-- AUSGEWÄHLTER AUSZUG --
In Köpenick bleibt der Dieb im Stau stecken

■ Serie: Berlin vor den Kommunalwahlen (Teil 14)/ Köpenick erstickt im Verkehrschaos/ Abwahl eines CDU-Stadtrates droht den Wahlkampf zu verschärfen/ PDS kritisiert Weiterbeschäftigung von Stasi-Mitarbeitern/ Bürger kämpfen um ihr Schloß

Köpenicks Politiker leben gefährlich: Nicht nur, daß am 16. Oktober 1906 der Bürgermeister Doktor Langerhans mit seinem Kassenrendant vom Schuhmacher Wilhelm Voigt verhaftet wurde. Heute ist der Weg zum Rathaus über die romantische Holperstraße in der Altstadt nur an einer entfernten Ampel oder in rekordverdächtigen Zeiten zu schaffen. Aber auch dann birgt die Überquerung ein erhöhtes Risiko, denn Alt-Köpenick ist längst zur Durchgangsstraße verkommen.

Laster donnern entlang den denkmalgeschützten Häuschen, in der Bahnhofstraße jenseits der Spree staut sich währenddessen der Verkehr. Mittendrin bimmelt und quietscht die Tram, die seit der Grenzöffnung ebenfalls hoffnungslos im Gewühl steckenbleibt. Würde einmal wieder ein selbsternannter Hauptmann von Köpenick die Stadtkasse rauben — in der nördlichen Damm-Vorstadt würde er unweigerlich gestellt. Der alte Kern des größten Berliner Bezirkes ersäuft geradezu im Verkehr.

Die sozialdemokratische Bürgermeisterin Monika Höppner hält langfristig nur eine Lösung für denkbar: »Die Autos müssen raus.« Bei der Bevölkerung ist dieser Gedanke keineswegs unpopulär, denn die Köpenicker lieben ihre Straßenbahn, auch wenn sie wegen des höllischen Lärms kräftig verflucht wird.

Eine Brücke soll spätestens 1998 die Rettung bringen, so Fritz Monke, der Leiter des Hochbauamtes. Vierspurig soll die zweite Verbindung über die Spree führen und in Anbindung an die geplante Nord-Süd-Tangente den Verkehr um die Stadt herumleiten.

-- MATERIAL ZUR ÜBUNG --
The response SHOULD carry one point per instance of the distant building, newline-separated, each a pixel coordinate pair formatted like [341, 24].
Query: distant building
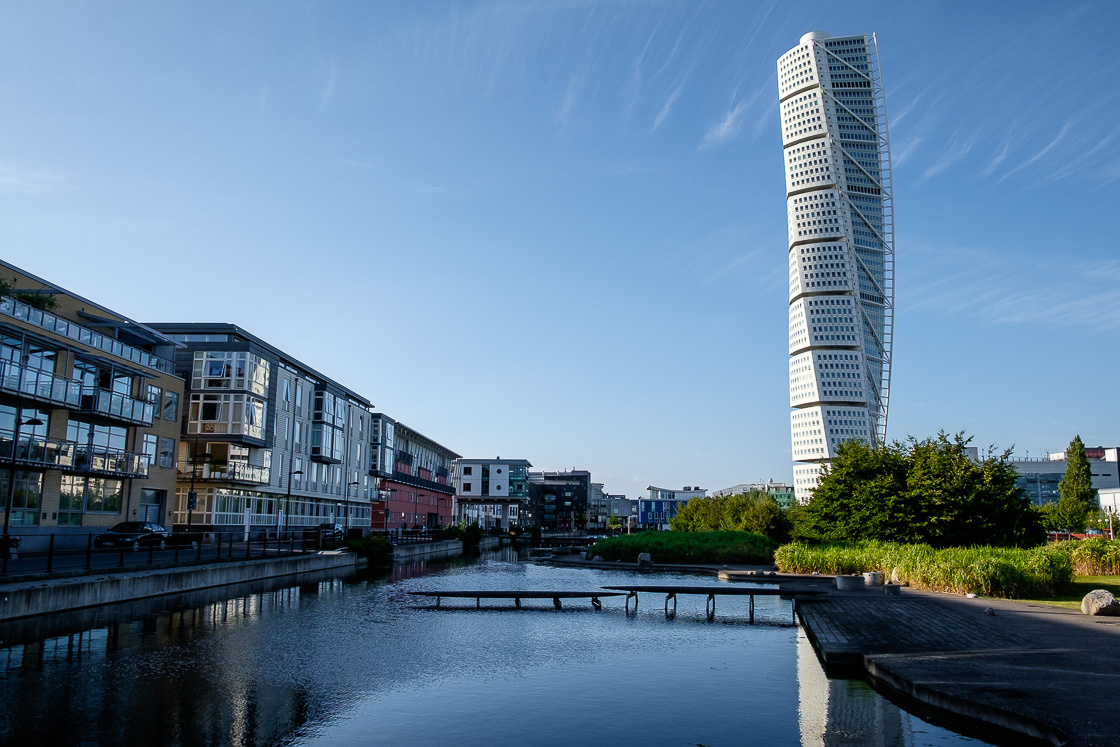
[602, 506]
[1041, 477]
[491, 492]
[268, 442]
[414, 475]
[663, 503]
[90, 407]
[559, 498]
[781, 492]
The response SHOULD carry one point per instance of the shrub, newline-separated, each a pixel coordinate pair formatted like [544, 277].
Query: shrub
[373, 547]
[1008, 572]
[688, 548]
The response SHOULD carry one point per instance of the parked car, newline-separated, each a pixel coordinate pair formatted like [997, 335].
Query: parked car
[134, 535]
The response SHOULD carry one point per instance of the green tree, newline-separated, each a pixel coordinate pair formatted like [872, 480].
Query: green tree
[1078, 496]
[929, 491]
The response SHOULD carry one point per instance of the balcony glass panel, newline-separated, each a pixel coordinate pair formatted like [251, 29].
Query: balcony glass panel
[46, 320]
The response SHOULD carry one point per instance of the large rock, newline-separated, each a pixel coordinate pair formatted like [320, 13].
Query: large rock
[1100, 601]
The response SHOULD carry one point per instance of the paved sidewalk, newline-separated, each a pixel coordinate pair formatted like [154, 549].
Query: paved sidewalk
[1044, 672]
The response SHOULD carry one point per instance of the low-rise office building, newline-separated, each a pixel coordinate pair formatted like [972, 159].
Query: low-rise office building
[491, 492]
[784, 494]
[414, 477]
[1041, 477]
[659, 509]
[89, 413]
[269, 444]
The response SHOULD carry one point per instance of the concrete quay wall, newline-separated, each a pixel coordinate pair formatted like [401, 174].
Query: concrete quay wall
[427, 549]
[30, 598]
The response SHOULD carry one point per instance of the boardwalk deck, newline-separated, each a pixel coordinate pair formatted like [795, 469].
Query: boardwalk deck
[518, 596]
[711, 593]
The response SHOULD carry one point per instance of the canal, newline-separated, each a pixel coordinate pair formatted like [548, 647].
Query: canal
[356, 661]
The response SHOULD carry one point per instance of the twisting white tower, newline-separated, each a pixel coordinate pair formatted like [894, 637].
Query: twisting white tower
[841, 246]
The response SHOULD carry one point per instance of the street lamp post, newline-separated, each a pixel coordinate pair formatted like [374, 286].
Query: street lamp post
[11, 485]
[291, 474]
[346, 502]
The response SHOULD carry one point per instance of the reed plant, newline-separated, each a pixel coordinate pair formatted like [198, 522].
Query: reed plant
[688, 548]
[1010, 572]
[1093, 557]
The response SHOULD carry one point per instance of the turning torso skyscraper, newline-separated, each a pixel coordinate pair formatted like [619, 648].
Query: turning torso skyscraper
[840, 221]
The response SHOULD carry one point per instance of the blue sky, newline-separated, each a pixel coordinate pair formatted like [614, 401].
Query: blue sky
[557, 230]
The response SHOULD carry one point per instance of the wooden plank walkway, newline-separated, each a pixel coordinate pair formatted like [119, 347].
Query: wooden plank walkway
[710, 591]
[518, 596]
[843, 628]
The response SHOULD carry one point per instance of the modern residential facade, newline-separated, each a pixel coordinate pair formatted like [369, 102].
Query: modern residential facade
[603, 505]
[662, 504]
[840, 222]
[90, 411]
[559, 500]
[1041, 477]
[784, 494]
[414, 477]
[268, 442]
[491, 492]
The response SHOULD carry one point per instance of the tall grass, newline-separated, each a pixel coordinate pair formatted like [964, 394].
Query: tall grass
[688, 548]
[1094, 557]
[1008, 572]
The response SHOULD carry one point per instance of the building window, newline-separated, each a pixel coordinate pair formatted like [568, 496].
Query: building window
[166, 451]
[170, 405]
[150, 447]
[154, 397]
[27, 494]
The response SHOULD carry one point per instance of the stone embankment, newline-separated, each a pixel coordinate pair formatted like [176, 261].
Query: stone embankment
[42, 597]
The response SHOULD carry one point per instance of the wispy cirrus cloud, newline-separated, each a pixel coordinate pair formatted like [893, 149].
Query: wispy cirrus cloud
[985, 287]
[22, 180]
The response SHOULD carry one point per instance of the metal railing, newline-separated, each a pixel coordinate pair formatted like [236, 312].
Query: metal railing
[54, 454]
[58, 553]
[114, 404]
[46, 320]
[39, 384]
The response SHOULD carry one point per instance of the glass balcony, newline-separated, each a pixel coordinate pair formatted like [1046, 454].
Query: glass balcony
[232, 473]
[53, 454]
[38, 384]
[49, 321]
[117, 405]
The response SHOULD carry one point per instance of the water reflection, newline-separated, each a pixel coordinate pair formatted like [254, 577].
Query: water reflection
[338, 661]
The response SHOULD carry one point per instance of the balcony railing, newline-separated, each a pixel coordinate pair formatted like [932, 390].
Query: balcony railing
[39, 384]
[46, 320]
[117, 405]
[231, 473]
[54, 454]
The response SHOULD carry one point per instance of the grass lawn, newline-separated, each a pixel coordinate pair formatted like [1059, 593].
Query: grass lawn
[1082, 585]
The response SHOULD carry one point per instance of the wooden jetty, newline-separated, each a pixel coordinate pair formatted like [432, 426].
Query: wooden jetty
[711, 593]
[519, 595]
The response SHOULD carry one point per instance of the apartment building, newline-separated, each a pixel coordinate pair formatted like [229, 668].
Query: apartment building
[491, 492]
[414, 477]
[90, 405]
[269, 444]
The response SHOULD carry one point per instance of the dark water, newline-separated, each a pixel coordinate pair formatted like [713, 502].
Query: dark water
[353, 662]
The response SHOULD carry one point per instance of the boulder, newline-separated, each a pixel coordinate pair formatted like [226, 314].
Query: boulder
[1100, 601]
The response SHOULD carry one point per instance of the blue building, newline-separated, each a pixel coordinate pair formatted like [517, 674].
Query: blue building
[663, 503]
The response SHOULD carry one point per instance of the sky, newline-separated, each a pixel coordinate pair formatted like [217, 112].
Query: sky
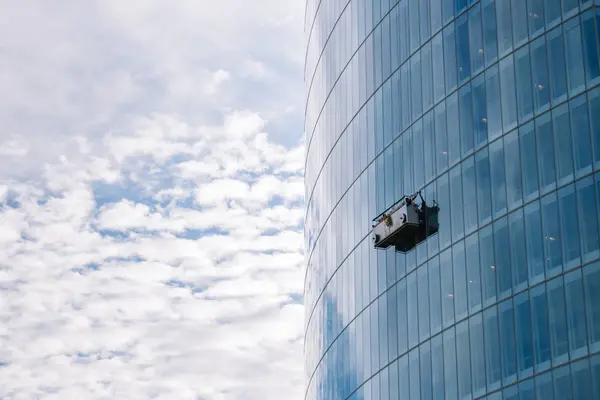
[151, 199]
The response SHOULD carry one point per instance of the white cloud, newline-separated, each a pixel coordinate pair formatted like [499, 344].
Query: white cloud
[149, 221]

-- AUFGABEN --
(a) Geben Sie aus dem Artikel über Köpenick den Abschnitt wieder, der mit den Worten „Die sozialdemokratische Bürgermeisterin“ beginnt und mit „die Stadt herumleiten.“ endet.
(b) Ersetzen Sie bitte in den Datensätzen von der Zeile mit „The response SHOULD carry one point per instance of the grass“ bis zum Ende „Query“ durch „Label“ und lassen Sie alles andere unverändert. Geben Sie nur diese Zeilen wieder, ohne die Bilder.
Die Datensätze haben mit dem Artikel über Köpenick nichts zu tun.

-- ERGEBNISSE JE AUFGABE --
(a)
Die sozialdemokratische Bürgermeisterin Monika Höppner hält langfristig nur eine Lösung für denkbar: »Die Autos müssen raus.« Bei der Bevölkerung ist dieser Gedanke keineswegs unpopulär, denn die Köpenicker lieben ihre Straßenbahn, auch wenn sie wegen des höllischen Lärms kräftig verflucht wird.

Eine Brücke soll spätestens 1998 die Rettung bringen, so Fritz Monke, der Leiter des Hochbauamtes. Vierspurig soll die zweite Verbindung über die Spree führen und in Anbindung an die geplante Nord-Süd-Tangente den Verkehr um die Stadt herumleiten.

(b)
The response SHOULD carry one point per instance of the grass lawn, newline-separated, each a pixel coordinate pair formatted like [1059, 593].
Label: grass lawn
[1082, 585]
The response SHOULD carry one point per instance of the wooden jetty, newline-separated, each a pixel coordinate pair formatted like [432, 426].
Label: wooden jetty
[711, 593]
[519, 595]
The response SHOULD carry one point per instance of the apartment building, newline-separated, each a pixel coordinate pair formatted like [229, 668].
Label: apartment building
[491, 492]
[414, 477]
[90, 405]
[269, 444]
The response SHOULD carry one point per instance of the dark water, newline-separated, each a pixel coordinate pair formatted like [713, 502].
Label: dark water
[353, 662]
The response SHOULD carry one point per instance of the boulder, newline-separated, each a pixel coordinate pair formatted like [226, 314].
Label: boulder
[1100, 601]
The response SHOULD carry one point per instance of the blue building, newline-separated, each a pixel coordinate pair formatted like [517, 674].
Label: blue building
[663, 503]
The response SHOULD carry one point per instance of the sky, newline-separated, each a pixel coordinate pair formatted like [217, 112].
Label: sky
[151, 199]
The response SHOULD carry one point per instance of the white cloud, newline-separated, each a pixel coordinate pair formatted like [499, 344].
Label: white cloud
[149, 221]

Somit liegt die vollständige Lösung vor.